### TASK OBJECTIVE
Pull out every line below that contains the word "lamp", treating uppercase and lowercase as different.

============

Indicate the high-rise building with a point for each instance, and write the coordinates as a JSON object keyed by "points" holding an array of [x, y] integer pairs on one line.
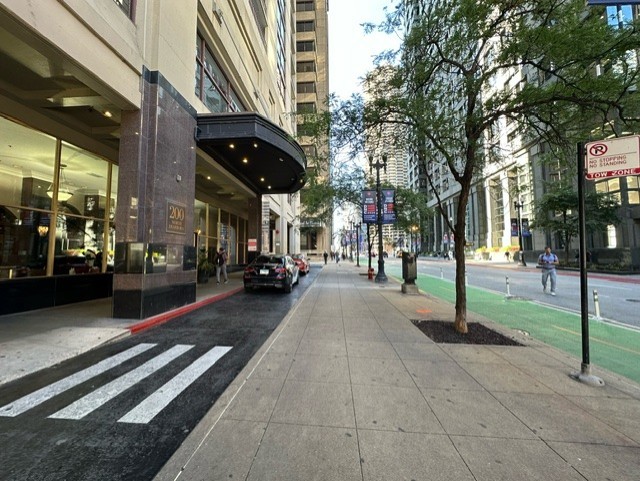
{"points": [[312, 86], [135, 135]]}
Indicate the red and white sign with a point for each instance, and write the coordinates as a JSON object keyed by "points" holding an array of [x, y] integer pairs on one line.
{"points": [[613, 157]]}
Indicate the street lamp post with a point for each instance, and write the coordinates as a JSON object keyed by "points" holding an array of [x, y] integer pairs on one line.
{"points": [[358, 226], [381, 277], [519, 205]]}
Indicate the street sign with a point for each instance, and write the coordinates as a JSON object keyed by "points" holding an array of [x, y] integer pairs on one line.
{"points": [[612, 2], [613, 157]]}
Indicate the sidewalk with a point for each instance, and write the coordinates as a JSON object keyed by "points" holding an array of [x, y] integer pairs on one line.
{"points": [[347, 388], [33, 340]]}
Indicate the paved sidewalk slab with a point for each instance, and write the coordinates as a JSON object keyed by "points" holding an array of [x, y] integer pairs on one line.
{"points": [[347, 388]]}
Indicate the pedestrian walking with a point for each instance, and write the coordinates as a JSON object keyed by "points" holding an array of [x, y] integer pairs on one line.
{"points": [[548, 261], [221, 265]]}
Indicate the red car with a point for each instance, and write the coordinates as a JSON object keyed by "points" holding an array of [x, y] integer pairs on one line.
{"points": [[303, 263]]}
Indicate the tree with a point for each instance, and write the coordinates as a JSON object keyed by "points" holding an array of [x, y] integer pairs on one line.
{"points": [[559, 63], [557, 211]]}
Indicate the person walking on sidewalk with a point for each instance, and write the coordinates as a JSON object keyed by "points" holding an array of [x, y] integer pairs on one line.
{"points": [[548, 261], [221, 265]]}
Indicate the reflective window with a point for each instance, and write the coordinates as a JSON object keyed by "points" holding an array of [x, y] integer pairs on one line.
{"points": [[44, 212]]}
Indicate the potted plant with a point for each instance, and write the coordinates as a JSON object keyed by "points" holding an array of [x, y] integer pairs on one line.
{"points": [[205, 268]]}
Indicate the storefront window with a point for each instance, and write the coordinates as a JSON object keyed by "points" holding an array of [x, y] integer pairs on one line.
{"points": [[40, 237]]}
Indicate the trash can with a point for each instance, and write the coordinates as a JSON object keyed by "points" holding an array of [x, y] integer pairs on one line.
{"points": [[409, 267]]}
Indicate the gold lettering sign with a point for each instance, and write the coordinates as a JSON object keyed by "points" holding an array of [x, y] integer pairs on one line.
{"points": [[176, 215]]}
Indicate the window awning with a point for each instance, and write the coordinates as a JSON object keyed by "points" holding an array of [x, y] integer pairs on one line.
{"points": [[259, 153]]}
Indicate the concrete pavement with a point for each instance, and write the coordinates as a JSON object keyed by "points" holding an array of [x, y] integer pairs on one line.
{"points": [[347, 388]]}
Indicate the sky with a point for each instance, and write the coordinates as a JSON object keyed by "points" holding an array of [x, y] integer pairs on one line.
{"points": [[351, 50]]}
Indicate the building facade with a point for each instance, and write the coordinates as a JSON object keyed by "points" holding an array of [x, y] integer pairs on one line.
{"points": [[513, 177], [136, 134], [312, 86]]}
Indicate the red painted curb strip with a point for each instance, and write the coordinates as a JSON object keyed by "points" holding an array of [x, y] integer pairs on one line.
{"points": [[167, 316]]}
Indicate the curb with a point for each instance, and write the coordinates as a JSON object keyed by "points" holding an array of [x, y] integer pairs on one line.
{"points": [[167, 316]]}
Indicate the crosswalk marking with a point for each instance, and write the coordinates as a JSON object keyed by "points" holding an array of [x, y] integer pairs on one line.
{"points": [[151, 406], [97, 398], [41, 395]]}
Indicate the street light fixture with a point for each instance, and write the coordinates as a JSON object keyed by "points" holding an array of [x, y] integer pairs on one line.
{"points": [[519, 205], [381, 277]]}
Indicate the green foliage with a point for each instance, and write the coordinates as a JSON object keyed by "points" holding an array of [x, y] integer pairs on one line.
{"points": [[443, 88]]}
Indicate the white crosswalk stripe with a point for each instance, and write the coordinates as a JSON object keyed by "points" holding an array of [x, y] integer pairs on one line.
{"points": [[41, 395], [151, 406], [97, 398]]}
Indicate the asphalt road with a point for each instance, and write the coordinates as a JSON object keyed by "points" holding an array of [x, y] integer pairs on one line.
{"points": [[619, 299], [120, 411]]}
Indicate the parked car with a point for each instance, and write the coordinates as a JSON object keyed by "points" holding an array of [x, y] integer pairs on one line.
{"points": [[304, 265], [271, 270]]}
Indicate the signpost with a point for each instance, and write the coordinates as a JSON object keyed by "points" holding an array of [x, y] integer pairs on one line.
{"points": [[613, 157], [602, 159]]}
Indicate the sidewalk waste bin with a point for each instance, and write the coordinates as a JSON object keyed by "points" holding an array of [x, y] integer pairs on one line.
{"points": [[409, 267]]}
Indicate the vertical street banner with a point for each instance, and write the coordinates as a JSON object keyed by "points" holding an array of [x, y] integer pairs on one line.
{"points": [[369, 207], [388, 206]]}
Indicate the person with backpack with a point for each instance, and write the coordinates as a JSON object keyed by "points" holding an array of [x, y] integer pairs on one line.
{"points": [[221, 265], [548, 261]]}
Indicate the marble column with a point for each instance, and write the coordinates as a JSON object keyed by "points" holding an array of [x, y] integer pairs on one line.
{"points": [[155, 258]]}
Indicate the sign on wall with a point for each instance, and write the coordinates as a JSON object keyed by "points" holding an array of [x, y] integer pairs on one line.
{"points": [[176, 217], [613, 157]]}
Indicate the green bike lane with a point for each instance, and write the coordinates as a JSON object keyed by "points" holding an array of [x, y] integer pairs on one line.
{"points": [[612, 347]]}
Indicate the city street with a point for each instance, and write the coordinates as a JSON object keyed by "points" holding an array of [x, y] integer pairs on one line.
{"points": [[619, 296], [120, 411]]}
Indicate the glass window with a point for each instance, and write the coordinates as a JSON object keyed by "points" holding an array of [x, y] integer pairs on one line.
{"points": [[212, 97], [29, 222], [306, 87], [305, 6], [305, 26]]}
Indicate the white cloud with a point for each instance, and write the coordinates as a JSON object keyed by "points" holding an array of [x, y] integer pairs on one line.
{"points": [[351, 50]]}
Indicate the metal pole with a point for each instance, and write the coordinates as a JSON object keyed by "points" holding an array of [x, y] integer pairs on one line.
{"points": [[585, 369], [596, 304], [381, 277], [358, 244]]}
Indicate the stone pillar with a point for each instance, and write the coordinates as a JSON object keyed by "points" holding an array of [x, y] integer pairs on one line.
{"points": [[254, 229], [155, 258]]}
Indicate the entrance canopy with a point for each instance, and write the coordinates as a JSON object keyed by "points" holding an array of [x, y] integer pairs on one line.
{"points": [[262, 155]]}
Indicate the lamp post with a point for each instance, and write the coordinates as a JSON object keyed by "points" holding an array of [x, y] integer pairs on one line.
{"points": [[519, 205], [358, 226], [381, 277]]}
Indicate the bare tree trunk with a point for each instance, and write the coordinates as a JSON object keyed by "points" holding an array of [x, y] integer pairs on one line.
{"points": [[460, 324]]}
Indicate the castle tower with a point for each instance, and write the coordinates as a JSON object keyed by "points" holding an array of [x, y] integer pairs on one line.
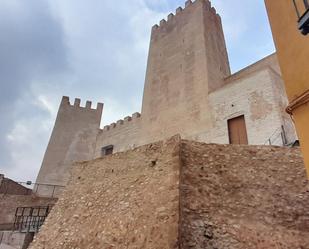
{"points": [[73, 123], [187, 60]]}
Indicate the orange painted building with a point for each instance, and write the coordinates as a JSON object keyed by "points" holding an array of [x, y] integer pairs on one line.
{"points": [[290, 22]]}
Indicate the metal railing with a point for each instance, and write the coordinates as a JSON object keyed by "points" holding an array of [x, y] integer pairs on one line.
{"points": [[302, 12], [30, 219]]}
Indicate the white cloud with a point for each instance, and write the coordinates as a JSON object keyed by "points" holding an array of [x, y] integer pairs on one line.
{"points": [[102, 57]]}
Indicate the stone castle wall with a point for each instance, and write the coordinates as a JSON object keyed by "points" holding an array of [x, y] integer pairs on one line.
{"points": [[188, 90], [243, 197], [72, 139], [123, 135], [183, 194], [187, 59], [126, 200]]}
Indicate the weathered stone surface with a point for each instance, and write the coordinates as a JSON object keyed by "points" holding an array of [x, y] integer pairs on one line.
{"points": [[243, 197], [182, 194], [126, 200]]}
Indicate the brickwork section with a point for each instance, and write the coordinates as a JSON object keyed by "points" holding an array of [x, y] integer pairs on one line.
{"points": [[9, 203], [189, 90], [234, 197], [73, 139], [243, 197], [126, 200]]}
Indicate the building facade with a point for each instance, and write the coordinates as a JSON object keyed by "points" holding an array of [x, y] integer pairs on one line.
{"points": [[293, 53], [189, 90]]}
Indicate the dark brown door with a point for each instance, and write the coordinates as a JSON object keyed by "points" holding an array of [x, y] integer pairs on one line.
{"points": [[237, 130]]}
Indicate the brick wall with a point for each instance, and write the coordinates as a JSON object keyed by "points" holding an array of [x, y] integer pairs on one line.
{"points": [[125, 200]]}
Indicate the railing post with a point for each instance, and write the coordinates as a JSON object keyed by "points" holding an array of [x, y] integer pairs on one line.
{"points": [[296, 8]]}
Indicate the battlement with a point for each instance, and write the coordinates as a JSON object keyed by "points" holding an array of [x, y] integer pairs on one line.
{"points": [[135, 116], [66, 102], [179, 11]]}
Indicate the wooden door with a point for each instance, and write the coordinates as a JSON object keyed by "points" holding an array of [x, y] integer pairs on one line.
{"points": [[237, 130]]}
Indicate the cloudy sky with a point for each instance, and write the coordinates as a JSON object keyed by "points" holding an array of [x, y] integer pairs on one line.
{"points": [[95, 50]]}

============

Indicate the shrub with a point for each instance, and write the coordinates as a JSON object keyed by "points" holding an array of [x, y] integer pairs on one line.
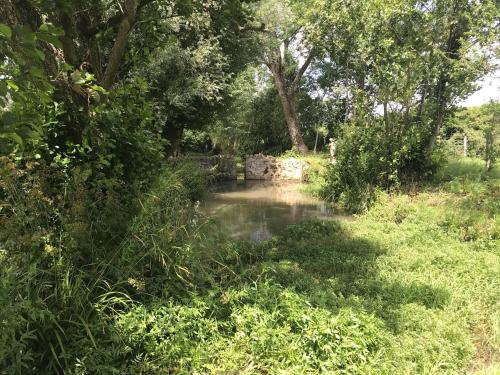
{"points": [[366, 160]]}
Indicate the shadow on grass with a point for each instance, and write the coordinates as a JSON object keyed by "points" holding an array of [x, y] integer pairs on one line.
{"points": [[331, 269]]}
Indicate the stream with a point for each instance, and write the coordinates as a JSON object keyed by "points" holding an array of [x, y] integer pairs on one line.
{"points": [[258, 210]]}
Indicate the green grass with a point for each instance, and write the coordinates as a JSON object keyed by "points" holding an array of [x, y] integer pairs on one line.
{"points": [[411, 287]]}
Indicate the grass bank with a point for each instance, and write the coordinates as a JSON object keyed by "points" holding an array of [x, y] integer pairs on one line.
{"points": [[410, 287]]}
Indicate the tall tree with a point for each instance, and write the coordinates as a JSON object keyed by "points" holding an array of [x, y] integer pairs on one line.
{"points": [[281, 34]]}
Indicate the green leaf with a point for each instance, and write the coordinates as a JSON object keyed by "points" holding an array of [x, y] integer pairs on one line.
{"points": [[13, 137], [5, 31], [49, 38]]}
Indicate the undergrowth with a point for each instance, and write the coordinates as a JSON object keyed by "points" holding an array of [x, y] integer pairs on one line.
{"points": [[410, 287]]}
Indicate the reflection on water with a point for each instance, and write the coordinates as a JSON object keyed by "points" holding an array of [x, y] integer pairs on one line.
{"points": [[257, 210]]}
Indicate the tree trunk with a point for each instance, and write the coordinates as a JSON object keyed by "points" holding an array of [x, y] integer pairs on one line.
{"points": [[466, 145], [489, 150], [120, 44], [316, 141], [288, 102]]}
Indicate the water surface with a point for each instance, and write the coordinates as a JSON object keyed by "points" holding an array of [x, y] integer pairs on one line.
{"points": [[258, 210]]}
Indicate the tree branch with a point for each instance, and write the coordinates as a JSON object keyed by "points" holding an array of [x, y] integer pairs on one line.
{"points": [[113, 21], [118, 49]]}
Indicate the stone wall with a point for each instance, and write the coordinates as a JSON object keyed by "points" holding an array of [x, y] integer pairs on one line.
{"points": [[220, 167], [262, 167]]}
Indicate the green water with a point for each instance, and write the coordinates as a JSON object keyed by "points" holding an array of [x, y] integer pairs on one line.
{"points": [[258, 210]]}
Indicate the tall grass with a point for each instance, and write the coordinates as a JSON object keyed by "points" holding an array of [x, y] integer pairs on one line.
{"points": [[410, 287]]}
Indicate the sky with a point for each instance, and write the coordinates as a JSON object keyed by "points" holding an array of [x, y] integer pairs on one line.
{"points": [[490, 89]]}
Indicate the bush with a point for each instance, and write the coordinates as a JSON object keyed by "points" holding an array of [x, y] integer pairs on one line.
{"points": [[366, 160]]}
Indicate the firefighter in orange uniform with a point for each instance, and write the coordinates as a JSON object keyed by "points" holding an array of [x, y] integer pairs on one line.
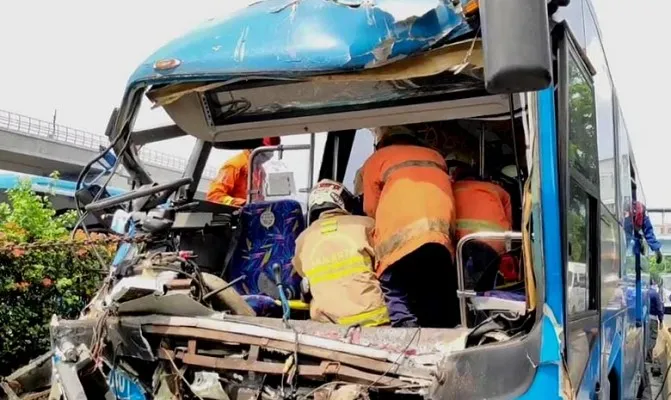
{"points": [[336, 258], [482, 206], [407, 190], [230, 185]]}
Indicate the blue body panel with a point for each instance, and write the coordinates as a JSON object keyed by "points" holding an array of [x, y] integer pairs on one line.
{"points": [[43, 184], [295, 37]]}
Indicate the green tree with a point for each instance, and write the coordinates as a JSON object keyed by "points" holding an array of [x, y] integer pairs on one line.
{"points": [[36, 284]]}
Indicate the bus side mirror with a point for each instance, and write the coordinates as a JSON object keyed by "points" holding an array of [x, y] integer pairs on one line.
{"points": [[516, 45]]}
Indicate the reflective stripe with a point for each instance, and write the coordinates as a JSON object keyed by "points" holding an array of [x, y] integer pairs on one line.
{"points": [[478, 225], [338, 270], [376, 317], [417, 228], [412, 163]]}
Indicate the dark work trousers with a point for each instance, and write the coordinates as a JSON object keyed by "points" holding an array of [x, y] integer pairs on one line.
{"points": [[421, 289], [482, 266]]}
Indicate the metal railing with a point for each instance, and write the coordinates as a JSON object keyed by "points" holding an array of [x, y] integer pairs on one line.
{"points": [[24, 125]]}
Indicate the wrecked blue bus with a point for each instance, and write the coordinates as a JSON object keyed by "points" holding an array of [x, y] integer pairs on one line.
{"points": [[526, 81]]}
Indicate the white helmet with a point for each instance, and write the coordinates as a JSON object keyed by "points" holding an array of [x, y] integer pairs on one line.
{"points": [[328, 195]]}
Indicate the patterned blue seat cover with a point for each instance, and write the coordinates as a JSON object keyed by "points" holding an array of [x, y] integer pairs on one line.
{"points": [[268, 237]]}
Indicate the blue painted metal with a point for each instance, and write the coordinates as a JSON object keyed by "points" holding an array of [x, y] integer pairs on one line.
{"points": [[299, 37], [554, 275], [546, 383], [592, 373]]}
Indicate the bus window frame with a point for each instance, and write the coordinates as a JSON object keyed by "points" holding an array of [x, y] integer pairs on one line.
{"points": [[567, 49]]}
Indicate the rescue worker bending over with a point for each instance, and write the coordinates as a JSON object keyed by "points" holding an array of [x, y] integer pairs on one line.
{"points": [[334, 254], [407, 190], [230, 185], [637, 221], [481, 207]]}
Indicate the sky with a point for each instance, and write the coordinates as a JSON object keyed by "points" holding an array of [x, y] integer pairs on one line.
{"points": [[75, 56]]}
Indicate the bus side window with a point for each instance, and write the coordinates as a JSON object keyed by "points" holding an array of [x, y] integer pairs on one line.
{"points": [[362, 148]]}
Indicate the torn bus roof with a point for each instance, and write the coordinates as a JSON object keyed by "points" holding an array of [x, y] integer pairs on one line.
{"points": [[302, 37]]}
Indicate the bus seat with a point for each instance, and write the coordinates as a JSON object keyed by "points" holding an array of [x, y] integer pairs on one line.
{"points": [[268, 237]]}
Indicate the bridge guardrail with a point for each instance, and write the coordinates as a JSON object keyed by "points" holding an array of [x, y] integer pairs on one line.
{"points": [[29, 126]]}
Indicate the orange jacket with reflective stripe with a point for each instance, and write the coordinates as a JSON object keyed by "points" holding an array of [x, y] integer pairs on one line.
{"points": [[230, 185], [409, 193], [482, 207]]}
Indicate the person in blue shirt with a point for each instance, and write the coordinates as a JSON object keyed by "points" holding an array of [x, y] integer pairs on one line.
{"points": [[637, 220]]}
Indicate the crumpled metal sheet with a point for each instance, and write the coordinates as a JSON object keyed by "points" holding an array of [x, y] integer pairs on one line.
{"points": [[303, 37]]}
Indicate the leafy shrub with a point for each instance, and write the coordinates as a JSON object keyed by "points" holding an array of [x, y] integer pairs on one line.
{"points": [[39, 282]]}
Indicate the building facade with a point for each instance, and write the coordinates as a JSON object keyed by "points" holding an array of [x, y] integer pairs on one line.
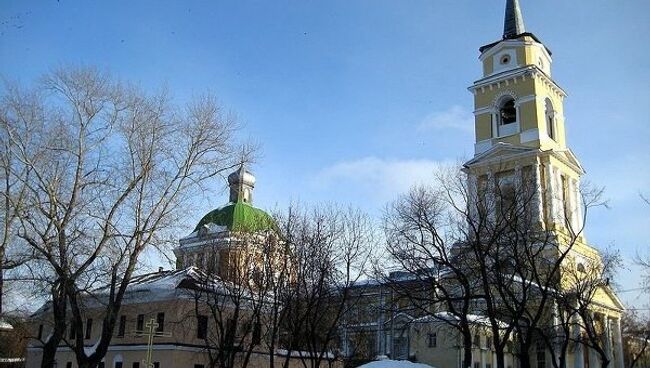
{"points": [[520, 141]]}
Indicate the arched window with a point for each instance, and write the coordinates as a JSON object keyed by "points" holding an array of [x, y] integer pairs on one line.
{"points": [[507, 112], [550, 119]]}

============

### EXERCISE RESULT
Indicate the street lamp post with a point for each instance, and write the coordinates as a JSON object keyed by "points" holding an array of [x, y] integer pairs on one line.
Indicate the lamp post with a point for each instance, and write the coordinates as a JSON object keyed by "points" holding an array of [x, y] integer pairs on one line.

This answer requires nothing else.